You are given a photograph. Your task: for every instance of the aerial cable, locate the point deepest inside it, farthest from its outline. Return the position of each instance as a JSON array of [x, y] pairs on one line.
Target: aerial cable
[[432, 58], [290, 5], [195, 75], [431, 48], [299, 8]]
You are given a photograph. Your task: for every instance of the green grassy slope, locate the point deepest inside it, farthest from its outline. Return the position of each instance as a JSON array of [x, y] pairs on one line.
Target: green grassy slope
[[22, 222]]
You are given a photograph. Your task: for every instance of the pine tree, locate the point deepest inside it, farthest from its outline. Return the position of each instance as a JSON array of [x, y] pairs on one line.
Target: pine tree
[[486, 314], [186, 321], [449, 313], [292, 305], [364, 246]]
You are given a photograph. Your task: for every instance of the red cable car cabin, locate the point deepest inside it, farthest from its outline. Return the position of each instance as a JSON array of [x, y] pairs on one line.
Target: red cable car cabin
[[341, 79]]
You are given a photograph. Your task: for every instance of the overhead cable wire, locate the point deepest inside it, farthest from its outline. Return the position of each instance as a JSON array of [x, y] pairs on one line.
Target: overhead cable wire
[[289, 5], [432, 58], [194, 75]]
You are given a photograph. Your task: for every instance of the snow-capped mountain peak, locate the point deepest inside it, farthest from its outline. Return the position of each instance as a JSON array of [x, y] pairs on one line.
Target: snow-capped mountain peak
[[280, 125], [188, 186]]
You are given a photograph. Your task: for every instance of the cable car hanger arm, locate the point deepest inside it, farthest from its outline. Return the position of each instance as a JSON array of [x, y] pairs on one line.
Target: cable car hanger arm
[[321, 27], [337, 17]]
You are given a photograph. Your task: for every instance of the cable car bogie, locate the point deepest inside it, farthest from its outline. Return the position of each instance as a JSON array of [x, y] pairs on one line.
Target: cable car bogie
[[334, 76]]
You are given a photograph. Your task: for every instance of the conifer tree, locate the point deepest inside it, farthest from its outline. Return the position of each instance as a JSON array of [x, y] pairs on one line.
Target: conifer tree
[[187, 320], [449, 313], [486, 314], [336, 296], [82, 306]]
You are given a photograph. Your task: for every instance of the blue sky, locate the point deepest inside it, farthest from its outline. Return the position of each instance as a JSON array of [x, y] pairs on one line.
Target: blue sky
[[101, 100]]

———

> **Given problem**:
Rewrite the records from the beginning through the line containing "[[486, 314], [186, 321], [449, 313], [292, 305], [364, 246]]", inclusive, changing "photograph" to "image" wherever it occurs and leaving everything else as it stands.

> **Answer to this problem**:
You are given a image. Your task: for every instance of the aerial cable, locate the point deepest inside it, farthest from its outline. Return the position of each instance as a JSON array of [x, y] pairs on one line.
Target: aerial cable
[[432, 58], [290, 5], [195, 75], [431, 48], [299, 8]]
You are given a image. Your task: for every instance of the green grassy slope, locate the point deepest inside it, farthest from its outline. Return the position of each instance as a JSON array of [x, y] pairs on one line.
Target: green grassy slope
[[22, 222]]
You are given a image. Your task: for every instance of the pine tree, locate the point deepest inside it, farthest from its outline. Return the position of each instance as a JSON array of [x, y] pairs on one line.
Target: pine tree
[[486, 314], [186, 321], [449, 313], [292, 305], [364, 246]]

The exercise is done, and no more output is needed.